▶ _Task directions_: Across these entries, count the lines holding the string "Scan"; the number is the whole answer.

▶ _Dataset_:
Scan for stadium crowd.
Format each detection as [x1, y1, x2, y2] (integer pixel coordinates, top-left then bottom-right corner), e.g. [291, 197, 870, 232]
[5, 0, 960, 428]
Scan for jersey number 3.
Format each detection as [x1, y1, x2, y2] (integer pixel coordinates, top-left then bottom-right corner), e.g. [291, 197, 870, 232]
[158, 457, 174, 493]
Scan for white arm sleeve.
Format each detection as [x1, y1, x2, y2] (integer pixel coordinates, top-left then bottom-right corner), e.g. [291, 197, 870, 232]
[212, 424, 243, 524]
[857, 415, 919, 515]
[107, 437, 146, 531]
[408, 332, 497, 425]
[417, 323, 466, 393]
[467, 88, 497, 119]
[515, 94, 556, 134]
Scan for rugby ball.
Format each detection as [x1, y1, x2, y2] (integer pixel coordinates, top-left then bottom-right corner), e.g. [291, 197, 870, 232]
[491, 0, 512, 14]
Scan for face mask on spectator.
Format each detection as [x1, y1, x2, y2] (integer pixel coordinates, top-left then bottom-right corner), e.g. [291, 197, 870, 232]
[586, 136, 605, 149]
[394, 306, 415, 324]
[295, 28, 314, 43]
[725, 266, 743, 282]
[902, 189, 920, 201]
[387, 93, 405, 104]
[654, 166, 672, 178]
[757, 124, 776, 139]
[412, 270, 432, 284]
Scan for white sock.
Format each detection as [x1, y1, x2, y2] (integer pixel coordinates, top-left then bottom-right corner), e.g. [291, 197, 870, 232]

▶ _Response below_: 6